> [WORK TO BE COMPLETED] Rewrite the data from its beginning through the line containing "Mark the region of every instance of the riverbed.", swapping "riverbed" for "streambed" and leaving everything else as it is.

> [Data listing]
────
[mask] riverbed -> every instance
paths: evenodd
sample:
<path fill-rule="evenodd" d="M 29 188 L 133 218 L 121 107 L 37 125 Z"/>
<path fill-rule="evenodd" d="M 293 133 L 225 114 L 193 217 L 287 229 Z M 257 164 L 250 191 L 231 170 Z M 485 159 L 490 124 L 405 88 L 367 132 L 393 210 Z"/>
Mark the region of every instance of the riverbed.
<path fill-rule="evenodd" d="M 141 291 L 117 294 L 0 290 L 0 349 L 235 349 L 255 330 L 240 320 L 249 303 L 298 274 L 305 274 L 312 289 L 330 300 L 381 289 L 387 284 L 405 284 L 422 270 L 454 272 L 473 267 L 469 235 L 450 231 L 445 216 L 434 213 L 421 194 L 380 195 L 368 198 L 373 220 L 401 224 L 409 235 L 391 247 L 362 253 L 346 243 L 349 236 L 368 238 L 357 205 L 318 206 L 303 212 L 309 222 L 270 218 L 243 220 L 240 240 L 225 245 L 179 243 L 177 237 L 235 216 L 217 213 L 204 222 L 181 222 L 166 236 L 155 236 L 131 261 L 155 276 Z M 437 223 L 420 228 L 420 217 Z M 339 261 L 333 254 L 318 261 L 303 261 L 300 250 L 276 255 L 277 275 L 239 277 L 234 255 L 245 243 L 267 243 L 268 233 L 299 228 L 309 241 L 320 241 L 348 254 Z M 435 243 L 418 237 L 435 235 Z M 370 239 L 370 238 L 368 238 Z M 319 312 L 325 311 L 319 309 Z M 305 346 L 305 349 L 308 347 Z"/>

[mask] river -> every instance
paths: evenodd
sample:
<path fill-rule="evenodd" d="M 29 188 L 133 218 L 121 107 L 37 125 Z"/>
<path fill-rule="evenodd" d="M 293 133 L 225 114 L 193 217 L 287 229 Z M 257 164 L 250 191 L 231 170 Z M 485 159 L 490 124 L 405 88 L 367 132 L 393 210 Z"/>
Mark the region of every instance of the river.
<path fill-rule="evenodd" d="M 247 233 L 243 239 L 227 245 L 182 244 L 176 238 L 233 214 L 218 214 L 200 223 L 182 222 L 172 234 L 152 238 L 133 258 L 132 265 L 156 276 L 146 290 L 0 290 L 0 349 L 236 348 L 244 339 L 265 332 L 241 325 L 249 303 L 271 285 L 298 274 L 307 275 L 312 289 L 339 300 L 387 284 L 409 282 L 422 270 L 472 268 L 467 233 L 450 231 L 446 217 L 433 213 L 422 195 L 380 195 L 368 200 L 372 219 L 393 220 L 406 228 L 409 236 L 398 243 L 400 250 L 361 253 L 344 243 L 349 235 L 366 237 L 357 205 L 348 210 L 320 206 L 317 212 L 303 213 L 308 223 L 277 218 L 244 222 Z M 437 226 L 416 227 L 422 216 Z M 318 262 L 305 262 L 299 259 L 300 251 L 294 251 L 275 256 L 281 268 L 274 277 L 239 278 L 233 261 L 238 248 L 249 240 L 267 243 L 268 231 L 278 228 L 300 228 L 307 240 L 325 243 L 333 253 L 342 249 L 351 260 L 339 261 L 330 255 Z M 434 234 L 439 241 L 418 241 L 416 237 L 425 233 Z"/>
────
> [RESULT BELOW]
[mask] streambed -> every instance
paths: evenodd
sample:
<path fill-rule="evenodd" d="M 29 188 L 133 218 L 121 107 L 37 125 Z"/>
<path fill-rule="evenodd" d="M 293 133 L 225 114 L 193 217 L 287 229 Z M 257 164 L 250 191 L 231 170 Z M 485 159 L 490 124 L 405 88 L 367 132 L 393 210 Z"/>
Mark the region of every instance of the streambed.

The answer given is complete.